**Exercise**
Give the data again exactly as it appears.

** Input follows **

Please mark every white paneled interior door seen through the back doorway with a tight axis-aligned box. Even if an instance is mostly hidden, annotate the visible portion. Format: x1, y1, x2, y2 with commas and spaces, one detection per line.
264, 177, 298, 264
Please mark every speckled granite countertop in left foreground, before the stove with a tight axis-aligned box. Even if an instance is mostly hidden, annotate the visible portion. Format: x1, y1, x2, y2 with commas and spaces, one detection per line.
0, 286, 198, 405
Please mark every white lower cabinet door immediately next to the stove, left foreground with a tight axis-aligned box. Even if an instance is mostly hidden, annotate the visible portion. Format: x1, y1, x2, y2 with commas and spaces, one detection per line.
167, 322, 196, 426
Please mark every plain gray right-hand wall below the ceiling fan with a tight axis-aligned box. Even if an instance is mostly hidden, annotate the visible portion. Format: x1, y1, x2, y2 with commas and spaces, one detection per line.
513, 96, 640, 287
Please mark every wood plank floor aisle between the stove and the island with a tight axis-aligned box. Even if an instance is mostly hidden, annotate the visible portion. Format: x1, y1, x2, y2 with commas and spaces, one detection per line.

** End of Input **

**Response area**
Please mark every white paneled interior door seen through the back doorway with a tight axis-aligned box. Even if an instance is mostly hidden, annotate the visible portion. Format: x1, y1, x2, y2 with commas and spaces, one detection per line.
264, 177, 298, 264
Please mark every speckled granite countertop in left foreground, before the stove with a tight axis-aligned box. Even if an instance is mostly hidden, annotate the visible portion. Format: x1, y1, x2, y2 with commas and spaces, one detection per line.
0, 286, 198, 405
Please mark every white lower cabinet door immediately next to the stove, left foreground with a tight axis-aligned box. Even if an instance is mostly hidden, annotate the visible portion. Format: x1, y1, x2, y2 with commas and spaces, one detection per line.
167, 322, 196, 426
Please mark every plain gray right-hand wall below the ceiling fan with a tight axis-aligned box. Even if an instance is mostly hidden, annotate the visible portion. Format: x1, y1, x2, y2 with commas and spaces, one detection per line.
513, 96, 640, 287
Please mark every wood plank floor aisle between the stove and the island with a tight axis-aligned box. Even if an instance is mostly hidden, annotate the visible portion. Format: x1, y1, x2, y2 with commas and spaces, one detection per line.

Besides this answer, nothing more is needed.